(The data)

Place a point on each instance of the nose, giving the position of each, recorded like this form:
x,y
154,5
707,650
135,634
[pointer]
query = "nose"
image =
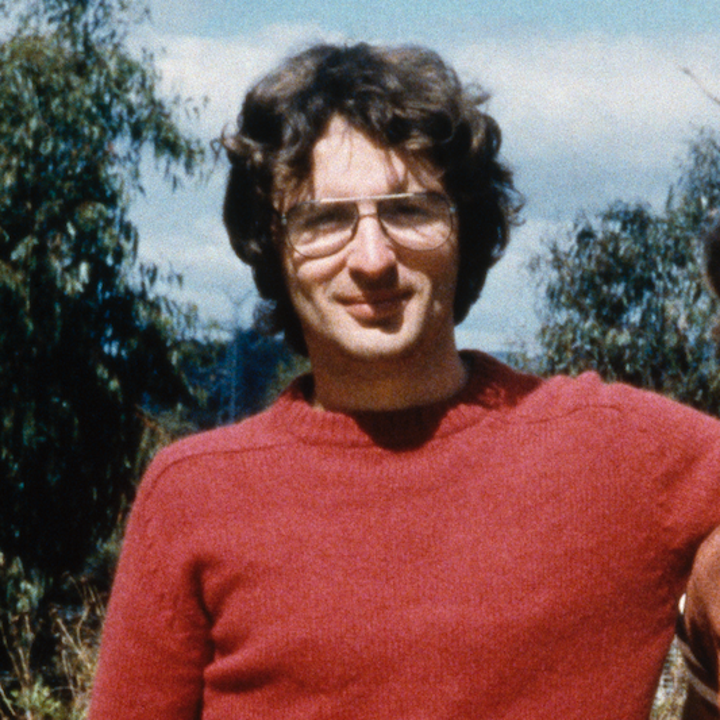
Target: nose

(End The data)

→ What you are asked to do:
The reply should consist of the listing restated word for word, with its pictures removed.

→ Exercise response:
Place a point on each instance of the nose, giving the position of each, recorded like this form:
x,y
154,5
707,650
135,634
[pointer]
query = "nose"
image =
Target: nose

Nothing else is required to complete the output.